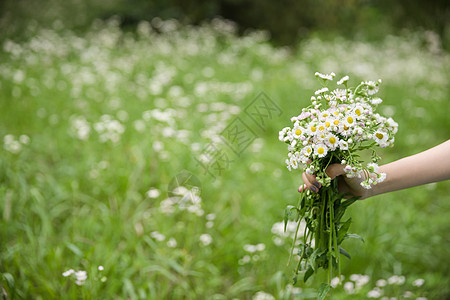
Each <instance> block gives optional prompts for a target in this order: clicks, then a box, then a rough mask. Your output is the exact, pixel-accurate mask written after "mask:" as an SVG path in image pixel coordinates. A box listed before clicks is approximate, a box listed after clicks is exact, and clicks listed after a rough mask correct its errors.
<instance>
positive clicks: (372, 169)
mask: <svg viewBox="0 0 450 300" xmlns="http://www.w3.org/2000/svg"><path fill="white" fill-rule="evenodd" d="M367 169H369V172H370V173H378V172H379V169H380V168H379V166H378V164H376V163H369V164H367Z"/></svg>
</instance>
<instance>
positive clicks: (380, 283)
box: [376, 279, 387, 287]
mask: <svg viewBox="0 0 450 300" xmlns="http://www.w3.org/2000/svg"><path fill="white" fill-rule="evenodd" d="M376 285H377V286H378V287H385V286H386V285H387V281H386V280H384V279H379V280H377V282H376Z"/></svg>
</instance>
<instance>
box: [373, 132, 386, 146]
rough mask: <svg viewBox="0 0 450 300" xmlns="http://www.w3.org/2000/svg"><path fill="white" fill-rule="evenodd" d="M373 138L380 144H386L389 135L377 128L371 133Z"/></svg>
mask: <svg viewBox="0 0 450 300" xmlns="http://www.w3.org/2000/svg"><path fill="white" fill-rule="evenodd" d="M372 137H373V140H374V141H375V142H376V143H377V144H379V145H381V144H386V142H387V140H388V138H389V135H388V134H387V132H384V131H381V130H377V131H376V132H375V133H374V134H373V136H372Z"/></svg>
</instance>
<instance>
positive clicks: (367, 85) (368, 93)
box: [364, 81, 378, 95]
mask: <svg viewBox="0 0 450 300" xmlns="http://www.w3.org/2000/svg"><path fill="white" fill-rule="evenodd" d="M364 84H365V85H366V87H367V93H368V94H369V95H374V94H376V93H378V84H376V83H375V82H374V81H366V82H364Z"/></svg>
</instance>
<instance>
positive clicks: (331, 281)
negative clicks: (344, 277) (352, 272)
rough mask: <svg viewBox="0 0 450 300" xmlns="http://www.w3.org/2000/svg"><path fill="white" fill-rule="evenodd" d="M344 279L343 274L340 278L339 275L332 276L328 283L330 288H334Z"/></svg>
mask: <svg viewBox="0 0 450 300" xmlns="http://www.w3.org/2000/svg"><path fill="white" fill-rule="evenodd" d="M343 280H344V276H343V275H341V278H339V277H334V278H332V279H331V281H330V285H331V287H332V288H336V287H337V286H338V285H340V284H341V283H342V281H343Z"/></svg>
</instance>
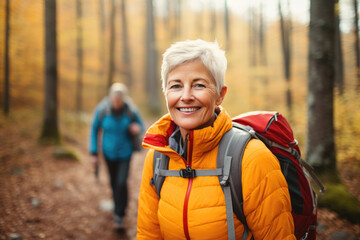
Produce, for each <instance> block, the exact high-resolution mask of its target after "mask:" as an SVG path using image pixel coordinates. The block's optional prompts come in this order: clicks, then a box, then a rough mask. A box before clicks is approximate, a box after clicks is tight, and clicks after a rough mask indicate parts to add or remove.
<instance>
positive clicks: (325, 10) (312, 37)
mask: <svg viewBox="0 0 360 240" xmlns="http://www.w3.org/2000/svg"><path fill="white" fill-rule="evenodd" d="M309 27H310V29H309V76H308V96H307V105H308V109H307V115H308V126H307V160H308V161H309V163H310V164H311V165H313V166H314V167H315V168H316V170H318V171H320V172H325V171H335V170H336V155H335V139H334V107H333V102H334V81H335V72H334V62H335V29H334V27H335V10H334V1H331V3H330V2H329V1H328V0H311V4H310V25H309Z"/></svg>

◇ ◇ ◇

Work required: Output the data exactly, pictures omitted.

Your response:
Each <instance> block gives optional prompts for a target in this order: clicks, then a box, then a rough mask. Your output is the exact, pixel-accurate mask written after "mask:" as an SVG path in image pixel coordinates. A box listed before clicks is approximate, a box listed after clicks is exact, and clicks listed after a rough mask correct its errors.
<instance>
positive clicks: (372, 169)
mask: <svg viewBox="0 0 450 300" xmlns="http://www.w3.org/2000/svg"><path fill="white" fill-rule="evenodd" d="M367 169H369V172H370V173H378V172H379V169H380V168H379V166H378V164H376V163H369V164H367Z"/></svg>
</instance>
<instance>
positive clicks: (380, 283)
box: [376, 279, 387, 287]
mask: <svg viewBox="0 0 450 300" xmlns="http://www.w3.org/2000/svg"><path fill="white" fill-rule="evenodd" d="M376 285H377V286H378V287H385V286H386V285H387V281H386V280H384V279H379V280H377V282H376Z"/></svg>
</instance>
<instance>
box: [373, 132, 386, 146]
rough mask: <svg viewBox="0 0 450 300" xmlns="http://www.w3.org/2000/svg"><path fill="white" fill-rule="evenodd" d="M373 138L380 144H386L389 135L377 128L371 133Z"/></svg>
mask: <svg viewBox="0 0 450 300" xmlns="http://www.w3.org/2000/svg"><path fill="white" fill-rule="evenodd" d="M372 137H373V140H374V141H375V142H376V143H377V144H379V145H381V144H386V142H387V140H388V138H389V135H388V134H387V132H384V131H381V130H377V131H376V132H375V133H374V134H373V136H372Z"/></svg>
</instance>
<instance>
positive clicks: (367, 85) (368, 93)
box: [364, 81, 378, 95]
mask: <svg viewBox="0 0 450 300" xmlns="http://www.w3.org/2000/svg"><path fill="white" fill-rule="evenodd" d="M364 84H365V85H366V87H367V93H368V94H369V95H374V94H376V93H378V84H376V83H375V82H374V81H366V82H364Z"/></svg>
</instance>
<instance>
positive clicks: (331, 281)
negative clicks: (344, 277) (352, 272)
rough mask: <svg viewBox="0 0 450 300" xmlns="http://www.w3.org/2000/svg"><path fill="white" fill-rule="evenodd" d="M344 279L343 274L340 278L339 275L332 276L328 283L330 288H334Z"/></svg>
mask: <svg viewBox="0 0 450 300" xmlns="http://www.w3.org/2000/svg"><path fill="white" fill-rule="evenodd" d="M343 280H344V276H343V275H341V278H339V277H334V278H332V279H331V281H330V285H331V287H332V288H336V287H337V286H338V285H340V284H341V283H342V281H343Z"/></svg>
</instance>
Produce, for each <instance> block, the exact high-resolution mask of its target after "mask:" as an SVG path using image pixel coordinates. The block's optional prompts come in this order: clicks, then a box, then a rough mask. A box before clicks is approximate, a box after clicks is tight, and clicks after a rough mask indicate parts to add or remove.
<instance>
positive clicks: (325, 10) (312, 37)
mask: <svg viewBox="0 0 360 240" xmlns="http://www.w3.org/2000/svg"><path fill="white" fill-rule="evenodd" d="M309 27H310V29H309V76H308V96H307V105H308V109H307V115H308V126H307V160H308V161H309V163H310V164H311V165H313V166H314V167H315V168H316V170H318V171H320V172H325V171H335V170H336V155H335V139H334V107H333V102H334V81H335V72H334V62H335V29H334V27H335V10H334V1H331V3H330V2H329V1H328V0H311V4H310V25H309Z"/></svg>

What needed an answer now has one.